He asked me for a clean thread of white cotton with which he threaded a needle produced from his bundle. He knotted the two ends of the thread together, turned the double thread around his fingers, and placed the needle in the life-line of the palm of his left hand. He then looked deeply into it.
By this time everyone in the camp knew something unusual was happening and all stopped working to crowd round the pair of us. Silently they watched Samutchoso. He stood gazing at his palm for about ten minutes and then in a voice we had not heard before, he began to speak to presences that only he could see, saying: ‘No, not you over there. Don't push so please. . . . Be so good as to make way for him that is behind you. . . . No not you either, but the next please. . . .' And so on and on until at last a deep ‘Ah!' came from him as if he had found in a great multitude the one he sought. Then he fell silent and appeared to be listening intently. Another quarter of an hour passed thus and then, like a man awaking, he rubbed his eyes, shook his head and seeing me again said slowly: ‘Yes! Master, it is as I thought, the spirits of the hills are very angry with you, so angry that if they had not known your intention in coming here was pure they would long since have killed you. They are angry because you have come here with blood on your hands. They are angry because you have not behaved like a leader of your men. You allowed men who are less than you to come into their presence before you did. You allowed them to trample all over the hills and drink of the water they provide for men and beasts without first saying their prayers and asking permission to do so. You should have come first with me and, as the leader, paid your respects to them. We should first have asked their permission and have made a sacrifice of food and said our prayers before taking of their waters. That is why they have broken your machines. And, Master, they have not done with you yet.'
He said all this so quietly without melodrama or any effort at effect that it was deeply impressive. I saw a look of consternation on the listening black faces.
‘What can I do to put it right?' I asked him.

What the task asks: In the passage about Samutchoso, list each thing he says ought to have been done, using the two sentences that begin "You should have" and "We should first have."

Provided material:
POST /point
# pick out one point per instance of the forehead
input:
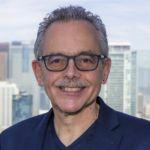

Final answer:
- Come first with Samutchoso
- As the leader, pay respects to the spirits of the hills
- Ask their permission
- Make a sacrifice of food
- Say prayers before taking of their waters